(The problem)
Every line below between the one holding "Target: spectator" and the one holding "indicate the hockey skate, one", inclusive, should be copied exactly, and no other line.

++++ Extracted information

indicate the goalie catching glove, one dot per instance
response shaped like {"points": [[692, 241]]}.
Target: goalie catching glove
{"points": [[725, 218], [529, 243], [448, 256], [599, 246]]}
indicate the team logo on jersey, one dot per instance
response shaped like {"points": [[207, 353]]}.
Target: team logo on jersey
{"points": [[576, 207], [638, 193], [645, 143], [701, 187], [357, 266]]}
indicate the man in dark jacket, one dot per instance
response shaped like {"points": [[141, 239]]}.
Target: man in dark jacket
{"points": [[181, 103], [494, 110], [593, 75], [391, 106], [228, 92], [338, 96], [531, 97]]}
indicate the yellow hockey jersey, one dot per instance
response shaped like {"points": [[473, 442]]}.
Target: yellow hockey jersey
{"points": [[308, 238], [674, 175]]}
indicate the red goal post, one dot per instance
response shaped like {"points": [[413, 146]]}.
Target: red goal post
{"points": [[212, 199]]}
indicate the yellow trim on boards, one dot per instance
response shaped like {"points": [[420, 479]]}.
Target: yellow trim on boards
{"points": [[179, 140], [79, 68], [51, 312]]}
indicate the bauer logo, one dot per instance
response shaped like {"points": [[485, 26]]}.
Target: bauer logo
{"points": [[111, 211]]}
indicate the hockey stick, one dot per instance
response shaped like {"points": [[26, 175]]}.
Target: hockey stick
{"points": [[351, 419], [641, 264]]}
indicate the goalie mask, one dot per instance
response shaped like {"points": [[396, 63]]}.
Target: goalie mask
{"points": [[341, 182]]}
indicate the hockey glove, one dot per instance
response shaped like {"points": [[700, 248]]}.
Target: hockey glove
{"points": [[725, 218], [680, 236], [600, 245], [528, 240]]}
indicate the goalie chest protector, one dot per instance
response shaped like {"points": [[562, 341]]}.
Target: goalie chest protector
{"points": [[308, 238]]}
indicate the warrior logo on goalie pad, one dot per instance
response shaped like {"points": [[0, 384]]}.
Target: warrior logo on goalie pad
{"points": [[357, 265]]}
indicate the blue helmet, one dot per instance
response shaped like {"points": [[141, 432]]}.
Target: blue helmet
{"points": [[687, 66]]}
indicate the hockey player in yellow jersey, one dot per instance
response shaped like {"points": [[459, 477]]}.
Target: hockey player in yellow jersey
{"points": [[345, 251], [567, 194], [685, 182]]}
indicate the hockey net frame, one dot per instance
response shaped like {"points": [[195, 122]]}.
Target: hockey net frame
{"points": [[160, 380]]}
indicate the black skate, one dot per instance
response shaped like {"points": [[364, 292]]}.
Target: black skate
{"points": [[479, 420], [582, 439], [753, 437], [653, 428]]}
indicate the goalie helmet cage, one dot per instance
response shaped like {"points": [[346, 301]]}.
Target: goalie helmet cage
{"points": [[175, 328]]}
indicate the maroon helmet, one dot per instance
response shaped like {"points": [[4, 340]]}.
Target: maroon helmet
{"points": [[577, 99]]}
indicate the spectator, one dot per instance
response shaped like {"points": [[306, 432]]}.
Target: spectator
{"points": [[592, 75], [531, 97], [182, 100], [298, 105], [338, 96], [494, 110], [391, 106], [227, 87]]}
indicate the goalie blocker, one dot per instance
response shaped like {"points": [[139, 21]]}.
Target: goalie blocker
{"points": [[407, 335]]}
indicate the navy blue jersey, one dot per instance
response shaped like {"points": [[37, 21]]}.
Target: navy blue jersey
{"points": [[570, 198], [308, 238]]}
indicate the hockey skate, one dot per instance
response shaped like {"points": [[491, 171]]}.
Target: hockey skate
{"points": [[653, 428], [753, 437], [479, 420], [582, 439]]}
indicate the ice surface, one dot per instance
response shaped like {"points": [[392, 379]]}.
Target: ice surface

++++++++

(Result of the task)
Target: spectator
{"points": [[592, 75], [531, 97], [182, 100], [298, 105], [338, 96], [494, 110], [391, 106], [227, 87]]}
indicate the goalie blocker, one dot per instance
response shaped like {"points": [[139, 21]]}.
Target: goalie blocker
{"points": [[407, 335]]}
indicate the navy blue jersey, one dot per instance
response shaped like {"points": [[37, 21]]}.
Target: navy blue jersey
{"points": [[570, 198], [308, 238]]}
indicate the hockey skate, one dot per instance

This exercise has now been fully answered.